> _What is required_
Please render the records below as a JSON list of strings, one string per line and with blank lines omitted. Cover only the lines from the start of the records up to and including the line containing "point(396, 166)".

### Material shown

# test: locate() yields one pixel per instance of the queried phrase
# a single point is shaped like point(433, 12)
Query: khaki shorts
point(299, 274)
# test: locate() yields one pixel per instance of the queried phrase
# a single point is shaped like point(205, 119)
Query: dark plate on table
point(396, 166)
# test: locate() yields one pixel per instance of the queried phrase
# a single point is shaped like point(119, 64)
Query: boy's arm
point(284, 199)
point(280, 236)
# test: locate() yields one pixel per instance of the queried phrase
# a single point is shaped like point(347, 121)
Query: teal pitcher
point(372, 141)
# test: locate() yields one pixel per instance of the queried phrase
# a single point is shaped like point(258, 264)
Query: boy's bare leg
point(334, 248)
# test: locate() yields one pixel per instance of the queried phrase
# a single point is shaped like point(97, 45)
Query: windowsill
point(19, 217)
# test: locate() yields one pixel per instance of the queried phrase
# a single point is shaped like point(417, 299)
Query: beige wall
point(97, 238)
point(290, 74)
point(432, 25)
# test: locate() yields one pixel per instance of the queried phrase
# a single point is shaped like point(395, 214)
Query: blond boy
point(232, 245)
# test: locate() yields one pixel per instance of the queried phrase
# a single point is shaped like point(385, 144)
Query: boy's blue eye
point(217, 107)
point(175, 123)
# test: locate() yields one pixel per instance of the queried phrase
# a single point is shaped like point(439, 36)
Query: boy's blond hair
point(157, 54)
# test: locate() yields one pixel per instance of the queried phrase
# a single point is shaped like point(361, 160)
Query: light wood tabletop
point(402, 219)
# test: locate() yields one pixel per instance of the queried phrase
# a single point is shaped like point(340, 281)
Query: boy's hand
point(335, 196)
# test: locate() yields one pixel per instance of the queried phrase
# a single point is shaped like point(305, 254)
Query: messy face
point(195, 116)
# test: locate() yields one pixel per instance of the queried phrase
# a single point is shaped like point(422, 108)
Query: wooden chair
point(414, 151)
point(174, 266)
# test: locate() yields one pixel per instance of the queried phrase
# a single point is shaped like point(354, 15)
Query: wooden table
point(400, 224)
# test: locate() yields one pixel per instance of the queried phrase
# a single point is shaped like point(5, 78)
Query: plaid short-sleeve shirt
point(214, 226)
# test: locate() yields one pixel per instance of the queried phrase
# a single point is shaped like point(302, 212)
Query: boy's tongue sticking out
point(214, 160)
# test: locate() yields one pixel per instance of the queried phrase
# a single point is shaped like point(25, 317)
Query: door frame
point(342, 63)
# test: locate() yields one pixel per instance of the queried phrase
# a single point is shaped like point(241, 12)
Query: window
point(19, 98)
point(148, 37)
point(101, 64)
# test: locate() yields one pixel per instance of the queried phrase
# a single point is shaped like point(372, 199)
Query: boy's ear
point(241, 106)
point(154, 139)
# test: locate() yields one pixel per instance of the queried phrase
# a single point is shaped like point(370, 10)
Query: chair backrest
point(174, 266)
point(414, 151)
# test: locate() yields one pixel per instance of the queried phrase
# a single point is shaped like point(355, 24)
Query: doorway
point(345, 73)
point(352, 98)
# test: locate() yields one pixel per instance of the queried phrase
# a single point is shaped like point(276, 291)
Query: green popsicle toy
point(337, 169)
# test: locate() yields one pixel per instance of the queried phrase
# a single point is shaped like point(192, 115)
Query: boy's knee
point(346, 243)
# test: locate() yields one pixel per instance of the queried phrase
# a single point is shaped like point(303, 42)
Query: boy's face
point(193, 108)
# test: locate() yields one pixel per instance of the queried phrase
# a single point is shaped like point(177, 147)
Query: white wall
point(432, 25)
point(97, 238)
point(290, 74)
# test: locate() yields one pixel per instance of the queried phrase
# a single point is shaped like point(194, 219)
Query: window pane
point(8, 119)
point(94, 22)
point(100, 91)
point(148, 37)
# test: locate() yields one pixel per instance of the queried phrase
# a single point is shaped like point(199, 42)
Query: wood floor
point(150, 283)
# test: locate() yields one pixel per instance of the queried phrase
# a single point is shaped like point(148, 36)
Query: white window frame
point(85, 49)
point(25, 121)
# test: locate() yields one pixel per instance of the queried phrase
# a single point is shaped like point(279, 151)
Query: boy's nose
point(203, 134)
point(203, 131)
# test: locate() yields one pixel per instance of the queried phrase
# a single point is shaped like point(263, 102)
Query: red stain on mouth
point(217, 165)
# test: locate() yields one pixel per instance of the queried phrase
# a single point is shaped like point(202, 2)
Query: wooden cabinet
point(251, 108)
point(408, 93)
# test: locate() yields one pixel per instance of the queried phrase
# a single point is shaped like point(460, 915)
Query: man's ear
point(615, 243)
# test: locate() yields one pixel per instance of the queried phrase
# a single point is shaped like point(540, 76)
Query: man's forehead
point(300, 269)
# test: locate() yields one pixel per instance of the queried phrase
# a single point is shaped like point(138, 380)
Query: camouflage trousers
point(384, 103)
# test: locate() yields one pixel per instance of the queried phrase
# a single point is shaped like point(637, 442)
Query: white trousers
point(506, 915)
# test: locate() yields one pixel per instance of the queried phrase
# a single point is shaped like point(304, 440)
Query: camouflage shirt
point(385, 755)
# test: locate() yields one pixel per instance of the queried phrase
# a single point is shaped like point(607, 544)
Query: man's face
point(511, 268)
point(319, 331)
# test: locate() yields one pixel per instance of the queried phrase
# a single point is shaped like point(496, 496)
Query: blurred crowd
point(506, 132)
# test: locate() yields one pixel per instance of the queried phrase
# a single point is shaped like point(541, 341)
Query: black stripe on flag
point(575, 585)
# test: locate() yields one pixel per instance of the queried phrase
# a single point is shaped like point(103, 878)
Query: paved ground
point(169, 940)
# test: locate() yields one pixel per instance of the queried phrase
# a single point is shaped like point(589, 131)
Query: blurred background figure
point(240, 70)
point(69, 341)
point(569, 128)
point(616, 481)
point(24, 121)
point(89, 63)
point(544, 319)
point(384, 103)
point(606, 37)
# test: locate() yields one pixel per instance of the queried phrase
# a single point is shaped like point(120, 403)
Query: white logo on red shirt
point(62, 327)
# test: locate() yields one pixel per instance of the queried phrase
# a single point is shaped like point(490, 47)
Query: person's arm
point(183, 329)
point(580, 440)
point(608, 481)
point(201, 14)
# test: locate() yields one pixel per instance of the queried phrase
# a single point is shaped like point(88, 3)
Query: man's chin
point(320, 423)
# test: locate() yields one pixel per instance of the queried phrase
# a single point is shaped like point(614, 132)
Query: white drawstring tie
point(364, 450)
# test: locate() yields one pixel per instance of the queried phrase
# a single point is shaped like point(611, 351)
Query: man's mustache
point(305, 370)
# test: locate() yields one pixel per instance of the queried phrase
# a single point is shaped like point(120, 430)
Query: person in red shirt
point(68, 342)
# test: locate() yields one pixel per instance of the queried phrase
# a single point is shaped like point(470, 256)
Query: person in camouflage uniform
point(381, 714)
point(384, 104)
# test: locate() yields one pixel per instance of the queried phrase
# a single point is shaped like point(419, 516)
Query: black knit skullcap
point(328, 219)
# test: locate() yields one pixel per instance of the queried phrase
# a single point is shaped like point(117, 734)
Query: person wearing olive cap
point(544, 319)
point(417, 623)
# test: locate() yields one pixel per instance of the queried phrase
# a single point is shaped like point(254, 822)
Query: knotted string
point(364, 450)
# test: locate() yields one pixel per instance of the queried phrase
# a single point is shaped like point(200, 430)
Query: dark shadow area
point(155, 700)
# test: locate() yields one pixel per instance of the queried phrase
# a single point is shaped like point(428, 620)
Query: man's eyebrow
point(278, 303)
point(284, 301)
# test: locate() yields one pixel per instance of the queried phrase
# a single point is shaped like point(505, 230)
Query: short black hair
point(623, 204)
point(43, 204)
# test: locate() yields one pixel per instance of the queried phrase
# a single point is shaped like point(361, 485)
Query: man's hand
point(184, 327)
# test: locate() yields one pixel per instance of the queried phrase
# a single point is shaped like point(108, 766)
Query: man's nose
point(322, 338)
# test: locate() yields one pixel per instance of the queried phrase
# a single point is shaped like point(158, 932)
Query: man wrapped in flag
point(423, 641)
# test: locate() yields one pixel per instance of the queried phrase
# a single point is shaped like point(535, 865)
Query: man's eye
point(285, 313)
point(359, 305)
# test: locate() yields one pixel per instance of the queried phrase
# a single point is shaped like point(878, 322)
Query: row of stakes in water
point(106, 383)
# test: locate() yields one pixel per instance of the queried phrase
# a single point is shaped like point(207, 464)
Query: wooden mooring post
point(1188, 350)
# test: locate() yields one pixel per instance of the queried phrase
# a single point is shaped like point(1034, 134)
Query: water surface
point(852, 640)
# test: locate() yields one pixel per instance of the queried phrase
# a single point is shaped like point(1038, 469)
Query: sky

######

> _Correct answer_
[
  "# test: locate() yields one pixel per instance of the queried phrase",
  "# a single point is shaped like point(433, 12)",
  "Query: khaki shorts",
  "point(299, 274)",
  "# test: locate() yields one pixel per instance of the queried phrase",
  "# a single point is shaped like point(205, 119)",
  "Query: dark plate on table",
  "point(396, 166)"
]